→ **Extracted text**
========================================================================

William vax 2William receiving his vaccinations

I’ve spent almost 20 years of my life studying infectious diseases up-close and personal, not from random websites on Google. I’ve worked with viruses and bacteria in the lab. I respect what germs are capable of. I worry about vaccine-preventable diseases coming back because of low levels of herd immunity. I cry over stories of babies lost to pertussis and other vaccine-preventable diseases. As I’ve noted before, chicken pox has played a role in the deaths of two family members, so I don’t view that as just a “harmless childhood disease.” Vaccines have eradicated or severely reduced many of the deadliest diseases from the past: smallpox, polio, measles, diptheria.

But that’s not the only reason I vaccinate. I vaccinate because I’m all too aware of the nasty diseases out there that still don’t have an effective vaccine. My current work focuses on a germ called methicillin-resistant Staphylococcus aureus (“MRSA”), a “superbug” which kills about 11,000 people every year in the United States. We have no vaccine. I previously worked on two different types of Streptococcus: group A and group B. Group B is mainly a problem for babies, and kills about 2,000 of them every year. It leaves many others with permanent brain damage after infection. We have no vaccine. Group A kills about 1,500 people each year in the U.S. and can cause nasty (and deadly) infections like necrotizing fasciitis (the “flesh-eating disease”). We  have no vaccine. These are all despite the fact that we still have antibiotics to treat most of these infections (though untreatable infections are increasing). Infectious diseases still injure and kill, despite our nutritional status, despite appropriate vitamin D levels, despite sanitation improvements, despite breastfeeding, despite handwashing, despite everything we do to keep our kids healthy. This is why protection via vaccination is so important for the diseases where it’s available. If vaccines were available for the diseases I listed above, I’d have my kids get them in a heartbeat.

w after vax 1William with daddy, right after finishing his vaccinations

I’ve done my best to keep my kids healthy and safe. I nag about bicycle helmets and make sure they’re getting exercise. I make them eat vegetables. I don’t move the car until everyone is buckled up. My older kids were in booster seats for what felt like forever, as both were on the small size for their age. Vaccinations are just one more part of this arsenal. I’m well versed in the safety data and know that most vaccine side effects are minimal (fever, soreness at injection site). They don’t cause autism, or SIDS, or any of the other claims made by dubious sites such as Natural News or Mercola. They do save lives and prevent disease by training the body to recognize and fight germs.

My youngest recently went in for his 2-month shots. He cried a bit when he received them, but not any worse than he does when he needs to be burped, changed, or held. He slept a little extra that evening, but was back on his normal schedule the next day. At his visit, he received the oral rotavirus vaccine; his second Hepatitis B shot; his pneumococcal vaccination; and the combination shot including diptheria, pertussis, tetanus, polio, and Haemophilus influenzae (DTaP/polio/Hib). Each one I see as a small measure to support his health and safety, as well as my own peace of mind, knowing that I did what I could to protect him from infections that used to kill thousands of children every year. Some still do when vaccination isn’t available or accepted–measles killed over 120,000 people in 2012, most of them young children who hadn’t been vaccinated.

W after vax 3William at home after his vaccinations

We all try to do the best by our children. As a scientist who’s studied infectious diseases, vaccination is a no-brainer for me, and I worry for the children out there who are left undefended against these infections because of misinformation and wrongly-placed fears. I know these parents are trying to do right by their kids, but infectious diseases don’t recognize good intentions. As I sit here with my baby breathing softly beside me, I am thankful for those who came before me and dedicated their lives to protecting children like him, and grateful that he will never have to suffer from infections that were the scourge of earlier generations.

========================================================================

→ **What you need to do**
1. Please list every germ the vaccination essay names as still having no vaccine.
2. From the vaccination essay, copy the passage starting with "My youngest recently" and going on through "hadn’t been vaccinated.".

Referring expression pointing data
========================================================================

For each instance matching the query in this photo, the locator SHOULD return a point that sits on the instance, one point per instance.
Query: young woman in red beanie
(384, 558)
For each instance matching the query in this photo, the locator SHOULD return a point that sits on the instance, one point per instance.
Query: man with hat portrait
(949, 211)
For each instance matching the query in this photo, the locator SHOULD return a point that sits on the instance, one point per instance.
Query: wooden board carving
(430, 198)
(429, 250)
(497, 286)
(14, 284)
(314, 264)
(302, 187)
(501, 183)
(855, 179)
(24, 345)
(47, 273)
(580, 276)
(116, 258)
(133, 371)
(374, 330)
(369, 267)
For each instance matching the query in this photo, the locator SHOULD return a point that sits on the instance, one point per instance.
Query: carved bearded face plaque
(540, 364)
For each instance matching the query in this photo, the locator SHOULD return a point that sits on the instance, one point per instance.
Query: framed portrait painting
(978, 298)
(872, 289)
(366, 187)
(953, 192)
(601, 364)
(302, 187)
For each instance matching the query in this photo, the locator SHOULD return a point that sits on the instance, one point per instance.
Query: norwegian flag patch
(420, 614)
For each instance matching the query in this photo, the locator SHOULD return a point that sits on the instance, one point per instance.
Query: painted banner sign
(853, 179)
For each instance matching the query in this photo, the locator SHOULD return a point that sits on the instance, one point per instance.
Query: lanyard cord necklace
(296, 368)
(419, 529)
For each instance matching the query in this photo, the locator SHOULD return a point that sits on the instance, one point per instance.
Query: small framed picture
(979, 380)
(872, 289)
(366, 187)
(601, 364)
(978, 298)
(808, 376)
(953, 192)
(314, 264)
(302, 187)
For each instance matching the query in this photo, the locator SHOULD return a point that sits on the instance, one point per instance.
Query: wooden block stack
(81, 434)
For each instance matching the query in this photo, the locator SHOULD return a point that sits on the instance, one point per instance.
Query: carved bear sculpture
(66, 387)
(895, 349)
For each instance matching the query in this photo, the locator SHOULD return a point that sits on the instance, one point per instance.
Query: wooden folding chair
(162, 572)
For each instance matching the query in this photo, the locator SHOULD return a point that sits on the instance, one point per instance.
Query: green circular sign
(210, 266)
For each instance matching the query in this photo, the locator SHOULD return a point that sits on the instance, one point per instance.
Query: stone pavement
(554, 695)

========================================================================

→ **Expected responses**
1.
- Methicillin-resistant Staphylococcus aureus (MRSA)
- Group A Streptococcus
- Group B Streptococcus

2.
My youngest recently went in for his 2-month shots. He cried a bit when he received them, but not any worse than he does when he needs to be burped, changed, or held. He slept a little extra that evening, but was back on his normal schedule the next day. At his visit, he received the oral rotavirus vaccine; his second Hepatitis B shot; his pneumococcal vaccination; and the combination shot including diptheria, pertussis, tetanus, polio, and Haemophilus influenzae (DTaP/polio/Hib). Each one I see as a small measure to support his health and safety, as well as my own peace of mind, knowing that I did what I could to protect him from infections that used to kill thousands of children every year. Some still do when vaccination isn’t available or accepted–measles killed over 120,000 people in 2012, most of them young children who hadn’t been vaccinated.